Expliquez, en une à trois phrases et d'après le texte fourni ci-dessous, pourquoi la philosophie occidentale « avait mal commencé ».

◆ TEXTE FOURNI ◆
_ _ _ _

Le texte suivant a initialement été publié le 22 octobre 2012, en anglais, à l’adresse suivante. Son autrice, Carol P. Christ, est l’une des mères fondatrices des women’s culture studies et de la théologie féministe. Elle a notamment écrit She Who Changes (« Celle qui change ») et Rebirth of the Goddess (« La renaissance de la déesse »), ainsi que les anthologies Womanspirit Rising et Weaving the Visions.
La première fois que j’ai lu l’allégorie de la caverne de Platon, pendant mes études, on m’a dit que cela avait quelque chose à voir avec l’idée que la « forme » d’une table était plus « réelle » que la table elle-même. Je dois bien avouer que je n’avais aucune idée de ce que cela pouvait signifier.
Étudiante diplômée, j’ai toujours été confrontée à des idées philosophiques et théologiques ancrées dans le platonisme. Rosemary Radford Ruether avait déjà dénoncé cette vision du monde biaisée, engendrée par le « dualisme classique », qui sépare l’esprit du corps, l’esprit du monde, la rationalité de l’émotion et le masculin du féminin. Son essai révolutionnaire intitulé « Mother Earth and the Megamachine » (la Terre-Mère et la Mégamachine) m’a permis de mettre au clair les difficultés que je rencontrais.
La philosophie occidentale, décrite par Alfred North Whitehead comme une « série de notes de bas de page sur l’œuvre de Platon », avait mal commencé. Dès ses débuts, elle avait tenté de séparer l’esprit du corps et de la nature, en affirmant que « la véritable demeure de l’homme » n’était pas notre vie vécue dans notre corps et sur la planète Terre. Les idées platoniciennes ont donné naissance aux mouvements ascétiques de l’Antiquité tardive et au début du christianisme. Elles sont également à l’origine de la vision scientifique moderne du monde qui prétend que le corps et la nature ne sont que « simple matière » sensible, « sans âme », devant être entièrement contrôlée par l’esprit rationnel des hommes.

_ _ _ _

◆ DONNÉES ENREGISTRÉES ◆
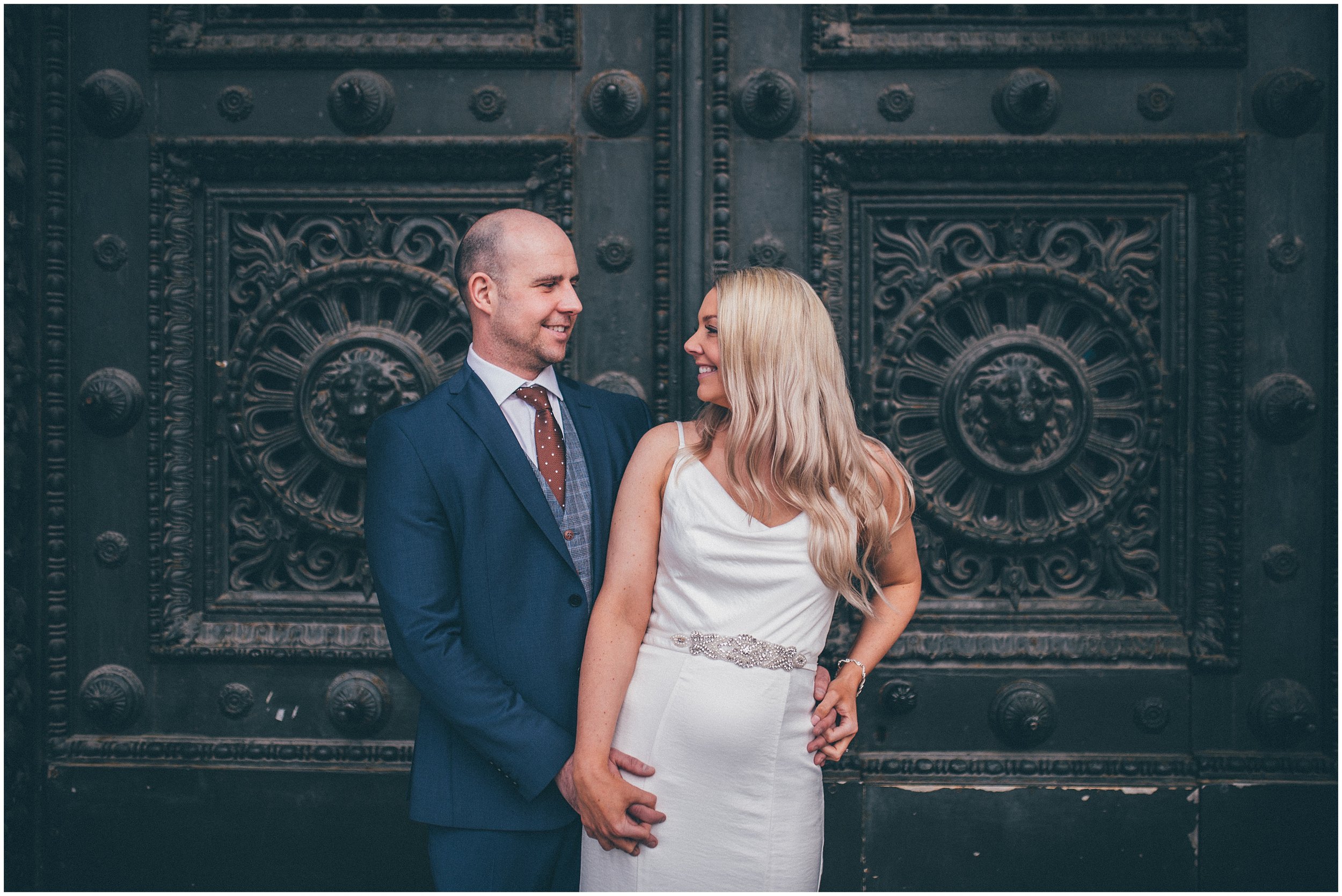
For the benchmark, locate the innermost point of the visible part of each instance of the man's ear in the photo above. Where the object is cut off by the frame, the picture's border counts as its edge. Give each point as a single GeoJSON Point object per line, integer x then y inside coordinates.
{"type": "Point", "coordinates": [481, 293]}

_ _ _ _

◆ RÉPONSE ◆
La philosophie occidentale avait mal commencé parce que, dès ses débuts, elle avait tenté de séparer l'esprit du corps et de la nature. Elle affirmait en effet que « la véritable demeure de l'homme » n'était pas notre vie vécue dans notre corps et sur la planète Terre.